:: Written problem ::
Repeat exactly the lines from the one containing "Locate the pergola" through the last line of the records below, both included, and nothing else.

Collected data entries
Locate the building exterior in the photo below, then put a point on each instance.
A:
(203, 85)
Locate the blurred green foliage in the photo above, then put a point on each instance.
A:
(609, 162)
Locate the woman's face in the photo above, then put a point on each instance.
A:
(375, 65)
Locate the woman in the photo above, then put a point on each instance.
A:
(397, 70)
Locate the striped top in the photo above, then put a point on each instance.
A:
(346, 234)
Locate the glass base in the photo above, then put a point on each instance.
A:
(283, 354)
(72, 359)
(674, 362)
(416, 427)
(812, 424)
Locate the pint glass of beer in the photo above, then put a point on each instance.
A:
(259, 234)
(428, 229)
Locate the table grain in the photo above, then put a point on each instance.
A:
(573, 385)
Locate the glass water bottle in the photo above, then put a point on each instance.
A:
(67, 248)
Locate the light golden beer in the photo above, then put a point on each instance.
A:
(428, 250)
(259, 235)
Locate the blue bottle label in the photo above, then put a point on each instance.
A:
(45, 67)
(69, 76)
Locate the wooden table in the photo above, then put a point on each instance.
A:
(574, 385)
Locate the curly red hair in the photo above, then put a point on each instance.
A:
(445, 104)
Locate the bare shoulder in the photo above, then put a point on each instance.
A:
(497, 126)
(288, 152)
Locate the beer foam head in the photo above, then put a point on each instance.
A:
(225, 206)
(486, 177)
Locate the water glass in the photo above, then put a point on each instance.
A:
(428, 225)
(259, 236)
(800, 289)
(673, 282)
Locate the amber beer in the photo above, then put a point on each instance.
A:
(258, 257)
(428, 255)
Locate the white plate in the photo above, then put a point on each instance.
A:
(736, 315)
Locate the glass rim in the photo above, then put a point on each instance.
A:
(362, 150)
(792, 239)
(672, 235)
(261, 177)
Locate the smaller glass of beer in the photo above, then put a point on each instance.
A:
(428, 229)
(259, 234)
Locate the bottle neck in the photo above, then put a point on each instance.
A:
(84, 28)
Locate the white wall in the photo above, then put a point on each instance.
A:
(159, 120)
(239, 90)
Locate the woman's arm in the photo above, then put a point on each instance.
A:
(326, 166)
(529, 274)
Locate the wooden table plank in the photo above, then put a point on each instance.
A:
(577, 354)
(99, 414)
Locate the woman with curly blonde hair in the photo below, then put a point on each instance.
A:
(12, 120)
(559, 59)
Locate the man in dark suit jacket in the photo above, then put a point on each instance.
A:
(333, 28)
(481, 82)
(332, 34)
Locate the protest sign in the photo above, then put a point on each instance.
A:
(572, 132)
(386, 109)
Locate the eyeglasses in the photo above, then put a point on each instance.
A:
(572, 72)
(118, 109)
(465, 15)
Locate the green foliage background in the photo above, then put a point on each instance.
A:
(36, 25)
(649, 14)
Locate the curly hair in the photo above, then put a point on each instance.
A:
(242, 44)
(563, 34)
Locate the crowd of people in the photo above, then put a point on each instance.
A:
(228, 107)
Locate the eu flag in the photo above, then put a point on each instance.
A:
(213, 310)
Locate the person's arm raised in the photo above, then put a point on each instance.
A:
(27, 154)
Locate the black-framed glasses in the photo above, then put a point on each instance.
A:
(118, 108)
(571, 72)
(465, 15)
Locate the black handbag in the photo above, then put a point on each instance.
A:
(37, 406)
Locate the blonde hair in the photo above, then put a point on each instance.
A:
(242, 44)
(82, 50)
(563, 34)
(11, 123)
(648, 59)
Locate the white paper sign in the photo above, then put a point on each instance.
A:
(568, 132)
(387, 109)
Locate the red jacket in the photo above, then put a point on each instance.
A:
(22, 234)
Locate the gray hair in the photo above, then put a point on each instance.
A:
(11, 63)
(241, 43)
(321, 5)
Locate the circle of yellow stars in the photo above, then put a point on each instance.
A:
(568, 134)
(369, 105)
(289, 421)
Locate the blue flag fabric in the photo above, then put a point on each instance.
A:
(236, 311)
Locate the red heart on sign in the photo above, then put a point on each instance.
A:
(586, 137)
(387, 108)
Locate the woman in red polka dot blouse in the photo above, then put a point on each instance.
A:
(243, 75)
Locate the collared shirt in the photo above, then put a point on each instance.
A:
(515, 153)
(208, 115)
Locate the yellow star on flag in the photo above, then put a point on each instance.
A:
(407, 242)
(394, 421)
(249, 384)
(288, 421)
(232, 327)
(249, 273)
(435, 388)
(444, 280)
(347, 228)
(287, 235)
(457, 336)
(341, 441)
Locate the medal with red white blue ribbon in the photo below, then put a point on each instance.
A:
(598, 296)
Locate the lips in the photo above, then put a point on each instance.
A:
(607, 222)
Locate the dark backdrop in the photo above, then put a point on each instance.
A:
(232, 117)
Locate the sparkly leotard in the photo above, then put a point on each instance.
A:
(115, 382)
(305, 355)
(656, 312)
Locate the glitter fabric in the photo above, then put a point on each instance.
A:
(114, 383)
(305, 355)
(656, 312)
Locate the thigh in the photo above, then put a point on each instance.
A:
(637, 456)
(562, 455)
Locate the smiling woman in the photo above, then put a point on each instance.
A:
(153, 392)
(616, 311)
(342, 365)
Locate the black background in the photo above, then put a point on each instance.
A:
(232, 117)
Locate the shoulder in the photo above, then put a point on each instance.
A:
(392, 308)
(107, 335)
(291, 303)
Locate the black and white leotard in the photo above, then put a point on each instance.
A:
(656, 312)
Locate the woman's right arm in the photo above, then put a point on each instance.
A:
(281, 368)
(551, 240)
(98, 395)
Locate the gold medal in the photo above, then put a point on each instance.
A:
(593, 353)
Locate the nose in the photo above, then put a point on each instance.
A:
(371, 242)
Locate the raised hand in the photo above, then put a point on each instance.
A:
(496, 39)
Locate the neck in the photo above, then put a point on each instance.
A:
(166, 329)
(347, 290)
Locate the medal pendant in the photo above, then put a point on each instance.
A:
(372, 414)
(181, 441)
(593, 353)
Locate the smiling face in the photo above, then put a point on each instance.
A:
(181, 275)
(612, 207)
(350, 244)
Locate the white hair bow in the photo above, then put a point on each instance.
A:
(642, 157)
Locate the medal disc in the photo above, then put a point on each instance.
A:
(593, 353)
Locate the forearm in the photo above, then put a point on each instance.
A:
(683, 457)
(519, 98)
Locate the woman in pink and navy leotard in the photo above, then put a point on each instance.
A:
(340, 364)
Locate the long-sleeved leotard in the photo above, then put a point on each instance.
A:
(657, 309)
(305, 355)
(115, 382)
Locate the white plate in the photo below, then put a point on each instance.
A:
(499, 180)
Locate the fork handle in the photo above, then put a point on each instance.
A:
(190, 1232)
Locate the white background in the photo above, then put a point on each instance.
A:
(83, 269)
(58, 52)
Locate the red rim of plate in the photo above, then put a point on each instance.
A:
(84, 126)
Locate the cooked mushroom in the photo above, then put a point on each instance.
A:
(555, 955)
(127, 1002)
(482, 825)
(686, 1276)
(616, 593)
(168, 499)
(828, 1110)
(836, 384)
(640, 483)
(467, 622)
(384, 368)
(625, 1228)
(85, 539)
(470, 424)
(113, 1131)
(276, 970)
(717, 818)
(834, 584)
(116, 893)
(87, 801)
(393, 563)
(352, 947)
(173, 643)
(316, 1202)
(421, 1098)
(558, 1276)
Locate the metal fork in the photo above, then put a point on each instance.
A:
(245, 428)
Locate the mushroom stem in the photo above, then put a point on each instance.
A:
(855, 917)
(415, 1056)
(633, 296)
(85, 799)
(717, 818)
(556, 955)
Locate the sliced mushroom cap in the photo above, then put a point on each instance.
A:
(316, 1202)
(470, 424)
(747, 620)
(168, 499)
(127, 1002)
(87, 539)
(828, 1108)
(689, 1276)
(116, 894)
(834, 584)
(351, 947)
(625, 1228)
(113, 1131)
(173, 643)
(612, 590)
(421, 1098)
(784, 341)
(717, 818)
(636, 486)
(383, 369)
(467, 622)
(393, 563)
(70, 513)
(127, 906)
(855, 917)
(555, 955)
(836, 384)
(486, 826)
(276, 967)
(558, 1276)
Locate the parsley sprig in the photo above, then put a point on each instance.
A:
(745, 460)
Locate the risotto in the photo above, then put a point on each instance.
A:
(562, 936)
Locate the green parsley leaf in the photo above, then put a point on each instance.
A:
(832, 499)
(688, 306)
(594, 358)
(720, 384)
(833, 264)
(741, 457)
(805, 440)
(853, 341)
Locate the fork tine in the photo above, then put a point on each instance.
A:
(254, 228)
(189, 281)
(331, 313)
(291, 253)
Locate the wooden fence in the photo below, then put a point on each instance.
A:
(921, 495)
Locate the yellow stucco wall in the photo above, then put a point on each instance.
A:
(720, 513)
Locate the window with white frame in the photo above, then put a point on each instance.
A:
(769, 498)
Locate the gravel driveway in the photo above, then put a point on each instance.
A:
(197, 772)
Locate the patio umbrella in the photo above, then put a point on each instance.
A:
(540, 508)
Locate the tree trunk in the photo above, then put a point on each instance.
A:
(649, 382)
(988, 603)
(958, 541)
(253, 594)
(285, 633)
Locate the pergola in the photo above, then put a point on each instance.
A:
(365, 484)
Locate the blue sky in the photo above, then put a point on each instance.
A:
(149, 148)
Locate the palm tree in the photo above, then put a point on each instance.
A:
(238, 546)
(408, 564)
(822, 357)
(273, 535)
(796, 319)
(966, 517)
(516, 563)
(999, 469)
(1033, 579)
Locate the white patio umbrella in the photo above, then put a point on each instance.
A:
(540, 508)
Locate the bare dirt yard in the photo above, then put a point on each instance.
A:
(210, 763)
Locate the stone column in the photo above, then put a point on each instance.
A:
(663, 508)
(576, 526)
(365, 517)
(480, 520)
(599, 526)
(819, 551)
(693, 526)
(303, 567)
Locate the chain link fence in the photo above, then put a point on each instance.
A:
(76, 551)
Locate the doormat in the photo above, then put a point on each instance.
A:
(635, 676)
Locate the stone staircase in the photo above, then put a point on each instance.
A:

:: Task output ::
Locate the pergola in the photo above, then put a point on each instance.
A:
(365, 484)
Locate the blue sky in the photo above, then put a point on each instance.
A:
(149, 148)
Locate the palm tree in the photo above, then put a point on each instance.
A:
(238, 546)
(408, 564)
(822, 357)
(273, 535)
(796, 319)
(966, 517)
(516, 563)
(999, 469)
(1033, 579)
Locate the white patio umbrella in the photo above, then put a point on each instance.
A:
(540, 508)
Locate the bare dirt yard in the photo above, then put a point on each instance.
A:
(210, 763)
Locate the stone column in the photo above, then put a point on each instance.
A:
(663, 508)
(576, 526)
(365, 517)
(480, 520)
(599, 526)
(819, 551)
(693, 526)
(303, 567)
Locate the chain link fence in the photo above, then put a point on each instance.
A:
(76, 551)
Locate the doormat in the photo above, then put a point on each instance.
A:
(635, 676)
Locate the stone staircase in the photo above, then put a point on each instance.
A:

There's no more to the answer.